◆ Exercise aim: Using the archived news item on the 2023 Cherokee election, explain in one to three sentences why the Marty McFly Award goes to Cherokee voters.

◆ Source excerpt:
Archived News

2023 A Look Back: Marty McFly Award

2023 A Look Back: Marty McFly Award

This one goes to Cherokee voters, who decided in this year’s election to look back to build their future. 

The 2023 election  was a big one for the Eastern Band of Cherokee Indians, with the principal chief and vice chief seats both up for election, as well as all 12 Tribal Council seats, three School Board seats and a pair of referendum questions asking voters to approve recreational cannabis for people over 21 and permits for mixed drink sales.

A total of 43 candidates with varying backgrounds and levels of experience in tribal government filed to run, but in the end voters picked familiar faces to occupy the horseshoe and executive office. That’s not to say voters didn’t ask for change. Financial issues facing the tribe deeply concerned many voters, and three Tribal Council representatives — Albert Rose, Andrew Oocumma and T.W. Saunooke — lost their bids for re-election, as did Principal Chief Richard Sneed.

◆ Photo-based point labeling data:
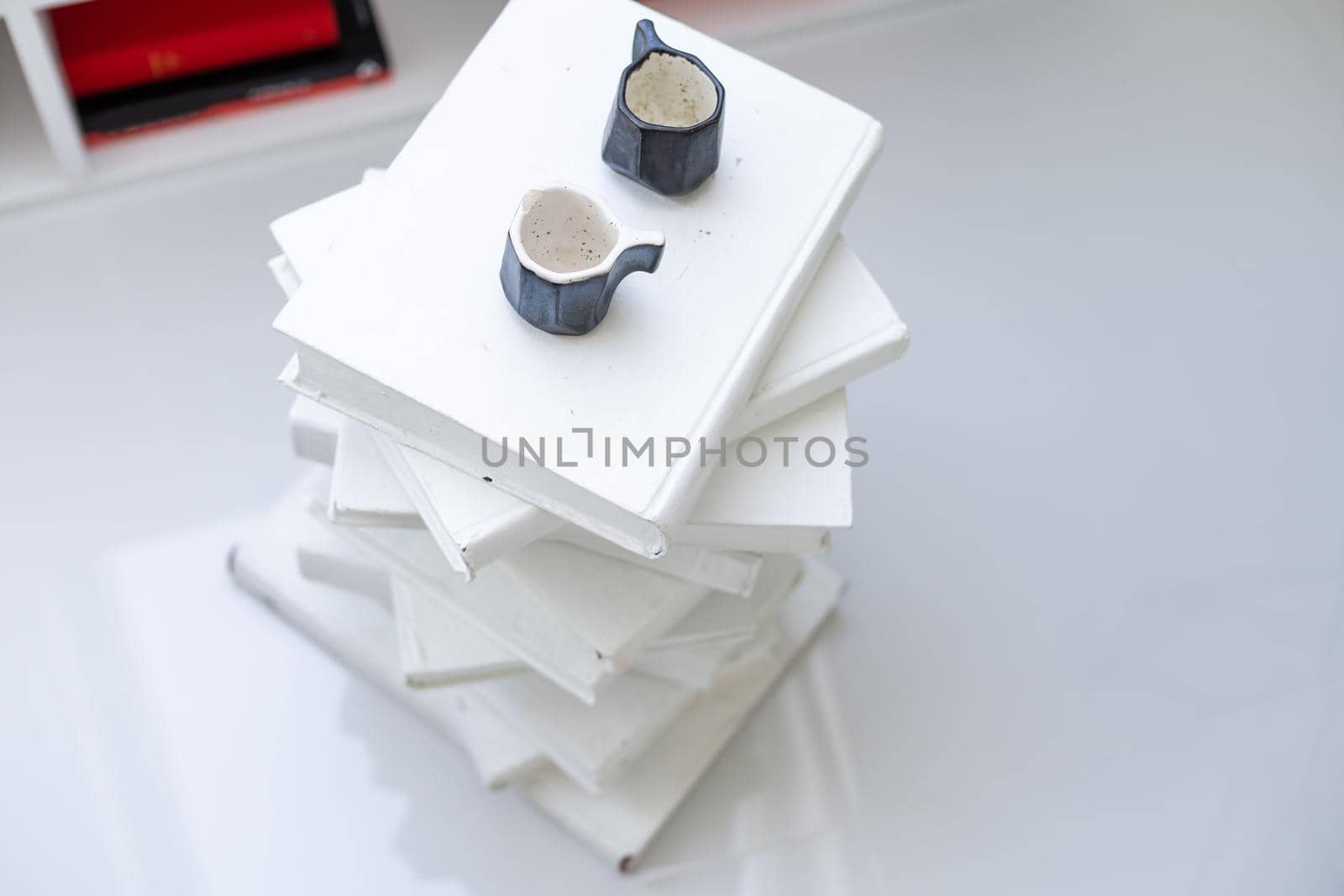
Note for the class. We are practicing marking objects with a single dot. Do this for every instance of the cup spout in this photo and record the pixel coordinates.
(643, 254)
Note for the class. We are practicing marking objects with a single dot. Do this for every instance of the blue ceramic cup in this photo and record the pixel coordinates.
(667, 123)
(564, 255)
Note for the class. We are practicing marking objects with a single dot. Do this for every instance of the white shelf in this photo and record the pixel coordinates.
(29, 168)
(42, 154)
(427, 40)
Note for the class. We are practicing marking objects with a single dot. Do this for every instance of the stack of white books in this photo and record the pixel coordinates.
(584, 559)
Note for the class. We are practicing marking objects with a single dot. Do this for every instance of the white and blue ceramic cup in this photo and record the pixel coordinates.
(564, 255)
(667, 123)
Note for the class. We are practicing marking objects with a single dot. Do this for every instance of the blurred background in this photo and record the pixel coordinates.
(1095, 640)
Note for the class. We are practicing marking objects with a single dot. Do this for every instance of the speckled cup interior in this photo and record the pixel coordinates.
(671, 92)
(564, 231)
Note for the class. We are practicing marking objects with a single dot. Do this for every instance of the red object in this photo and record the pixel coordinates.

◆ Response below: The award goes to Cherokee voters because they decided in the 2023 election to look back to build their future. Although 43 candidates with varying backgrounds and levels of experience in tribal government filed to run, voters ultimately chose familiar faces to occupy the horseshoe and executive office.